ALIBABA Group, China's largest electronic commerce company, hired banks to raise as much as US$1 billion in an overseas initial public offering this year, four people familiar with the plans said yesterday.
Alibaba, 40 percent owned by Yahoo! Inc, picked Goldman Sachs Group Inc and Morgan Stanley for the IPO of its business-to-business unit, the sources said. The company may seek as little as US$700 million in the IPO, likely to be in Hong Kong, they said.
China's business-to-business e-commerce rose 39.5 percent to 629 million yuan (US$81.6 million) in the three months to December, 2005, over the previous quarter, according to Analysys International, a Beijing-based technology consulting firm. Alibaba, based in Hangzhou, commanded 68 percent of the market, Blooomberg News said.
"I expect Alibaba will use the money from a listing to make acquisitions because the e-commerce sector in China is still very fragmented with a lot of smaller companies," Steven Liu, a technology analyst at DBS Vickers Securities Ltd.

* [Written instruction a]
Report every line of the records below that holds the word "jacket", copying each such line in full.

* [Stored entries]
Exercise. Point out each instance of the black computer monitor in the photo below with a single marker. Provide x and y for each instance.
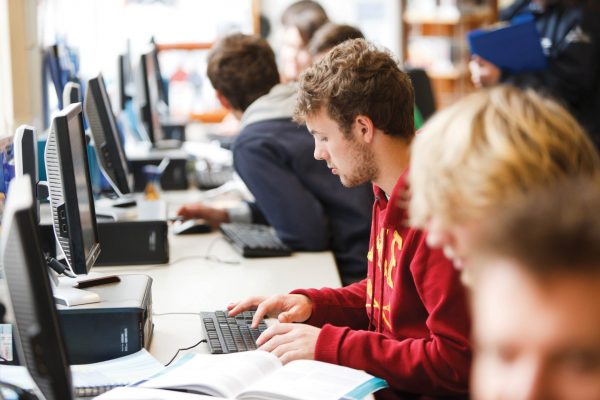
(126, 84)
(40, 341)
(71, 200)
(71, 93)
(163, 94)
(151, 106)
(25, 147)
(103, 126)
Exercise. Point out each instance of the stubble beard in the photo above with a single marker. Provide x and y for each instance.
(365, 169)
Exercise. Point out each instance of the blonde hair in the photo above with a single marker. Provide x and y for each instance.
(472, 156)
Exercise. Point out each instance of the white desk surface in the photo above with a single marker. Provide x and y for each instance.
(191, 283)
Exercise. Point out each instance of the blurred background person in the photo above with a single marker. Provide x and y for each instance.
(474, 156)
(536, 296)
(570, 38)
(300, 22)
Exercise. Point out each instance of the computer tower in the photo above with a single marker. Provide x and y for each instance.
(119, 325)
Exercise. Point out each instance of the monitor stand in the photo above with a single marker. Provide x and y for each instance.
(67, 295)
(123, 201)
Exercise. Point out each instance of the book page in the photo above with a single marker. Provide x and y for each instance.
(218, 375)
(304, 379)
(128, 393)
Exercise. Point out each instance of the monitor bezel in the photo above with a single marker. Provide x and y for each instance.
(105, 134)
(149, 106)
(72, 245)
(40, 341)
(26, 162)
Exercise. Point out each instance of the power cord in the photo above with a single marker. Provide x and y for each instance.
(174, 313)
(184, 348)
(207, 256)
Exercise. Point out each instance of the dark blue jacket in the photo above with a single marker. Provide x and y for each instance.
(570, 37)
(299, 196)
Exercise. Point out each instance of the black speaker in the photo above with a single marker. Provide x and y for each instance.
(133, 243)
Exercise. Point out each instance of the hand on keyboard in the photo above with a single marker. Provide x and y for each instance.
(287, 307)
(228, 334)
(214, 216)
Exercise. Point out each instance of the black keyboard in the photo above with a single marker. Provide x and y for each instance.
(254, 240)
(226, 334)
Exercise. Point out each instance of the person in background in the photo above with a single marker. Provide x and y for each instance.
(536, 296)
(308, 207)
(330, 35)
(570, 38)
(300, 21)
(407, 322)
(474, 156)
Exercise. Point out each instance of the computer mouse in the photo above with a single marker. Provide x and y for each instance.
(191, 226)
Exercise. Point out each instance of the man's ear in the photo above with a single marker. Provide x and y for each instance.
(224, 102)
(364, 127)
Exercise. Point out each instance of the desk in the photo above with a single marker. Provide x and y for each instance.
(190, 283)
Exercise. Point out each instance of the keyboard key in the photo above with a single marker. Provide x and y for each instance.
(254, 240)
(230, 334)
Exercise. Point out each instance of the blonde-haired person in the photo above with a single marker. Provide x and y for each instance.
(472, 157)
(535, 297)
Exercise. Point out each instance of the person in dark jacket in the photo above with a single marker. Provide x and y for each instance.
(570, 38)
(299, 196)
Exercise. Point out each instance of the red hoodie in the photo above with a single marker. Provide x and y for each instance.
(413, 332)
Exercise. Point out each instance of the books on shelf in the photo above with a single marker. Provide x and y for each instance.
(513, 47)
(258, 374)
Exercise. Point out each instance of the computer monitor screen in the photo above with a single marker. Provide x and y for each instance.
(125, 76)
(25, 147)
(106, 137)
(151, 106)
(71, 93)
(162, 90)
(40, 341)
(71, 201)
(7, 163)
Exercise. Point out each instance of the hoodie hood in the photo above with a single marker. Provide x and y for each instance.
(277, 104)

* [Written instruction b]
In the report on Alibaba's planned IPO, which banks did Alibaba pick for the offering of its business-to-business unit?

* [Exercise solution a]
Exercise. Point out each instance of the dark blue jacket in the photo above with a single marker. Provide x and y for each instance.
Exercise. Point out each instance of the person in dark jacket in the photo above with a single marker. Provide x and y for each instance.

* [Exercise solution b]
Goldman Sachs Group Inc and Morgan Stanley.